# Work order:
Please retype the data below in full.

Records for the task section start

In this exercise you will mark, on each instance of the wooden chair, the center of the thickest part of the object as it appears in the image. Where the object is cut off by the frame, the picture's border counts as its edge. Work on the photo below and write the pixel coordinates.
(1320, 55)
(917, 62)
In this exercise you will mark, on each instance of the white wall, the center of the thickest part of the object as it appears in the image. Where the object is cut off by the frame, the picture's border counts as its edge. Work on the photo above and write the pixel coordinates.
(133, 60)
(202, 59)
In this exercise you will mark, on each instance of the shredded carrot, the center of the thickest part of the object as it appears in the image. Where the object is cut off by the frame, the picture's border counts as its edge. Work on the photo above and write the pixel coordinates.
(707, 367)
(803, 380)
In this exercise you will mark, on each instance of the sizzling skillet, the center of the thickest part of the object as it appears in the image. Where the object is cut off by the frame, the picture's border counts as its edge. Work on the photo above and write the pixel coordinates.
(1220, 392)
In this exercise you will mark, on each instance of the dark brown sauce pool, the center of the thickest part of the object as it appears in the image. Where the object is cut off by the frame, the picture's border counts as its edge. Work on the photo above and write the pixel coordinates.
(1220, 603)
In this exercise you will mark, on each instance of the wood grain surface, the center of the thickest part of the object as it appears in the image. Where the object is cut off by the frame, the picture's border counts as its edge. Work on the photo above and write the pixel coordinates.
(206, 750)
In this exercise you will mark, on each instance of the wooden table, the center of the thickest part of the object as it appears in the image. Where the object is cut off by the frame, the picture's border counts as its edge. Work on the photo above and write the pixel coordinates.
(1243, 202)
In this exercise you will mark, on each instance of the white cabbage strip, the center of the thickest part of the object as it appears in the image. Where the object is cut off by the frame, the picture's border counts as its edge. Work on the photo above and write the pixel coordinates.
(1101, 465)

Records for the task section end

# Finished task:
In this exercise you will mark, on each instance of the wooden chair, the center of the thickest part of the object as it appears in the image. Where the object is cut off by the frame, the picture's border counts as its edge. Work on the photo below and write the pixel coordinates.
(1320, 55)
(917, 62)
In this exercise you will mark, on each instance of the white wall, the center of the thickest part of the object as it appears in the image. Where the object is cut off by the frame, the picture's border counts as its edge. Work on the photo above and write the pixel coordinates.
(133, 60)
(202, 59)
In this exercise you will mark, on each instance of the shredded carrot, the center of the thickest part of the object as it appears in the image. Where the object is cut off by the frame, the picture's border counts as its edge. Work on the photo above and write the pixel coordinates.
(707, 367)
(803, 380)
In this exercise you will mark, on each instance of the sizzling skillet, the center of the thickest part of the object as it appears in the image. Where the object is cut off by the frame, the picture's border counts as its edge. Work on the photo above and write the pixel coordinates.
(1220, 392)
In this exercise you will mark, on each instance of the dark brown sauce pool, the center of the thickest part of the object as it appears in the image. Where the object is cut off by the frame, the picture's border counts as its edge. Work on the photo above and write the pixel coordinates.
(1220, 603)
In this exercise you will mark, on each instance of the wood grain surface, the center of the thickest part of the object as it appears in the image. Where the object is cut off by the frame, the picture's border counts as its edge. Work on the photo above and write the pixel coordinates.
(206, 750)
In this exercise you will mark, on each instance of the wooden table, the center of the thickest part of the object as it appears in the image. Where the object is cut off by the frame, the picture's border counts as its edge. Work on the photo above and write the pixel coordinates.
(1243, 202)
In this exercise you will mark, on each instance of the white cabbage strip, the center of the thickest part of the object as it appears in the image. Where the object is cut off by the frame, the picture's border counts as its edge. Work on the photo above and write the pixel coordinates.
(1101, 465)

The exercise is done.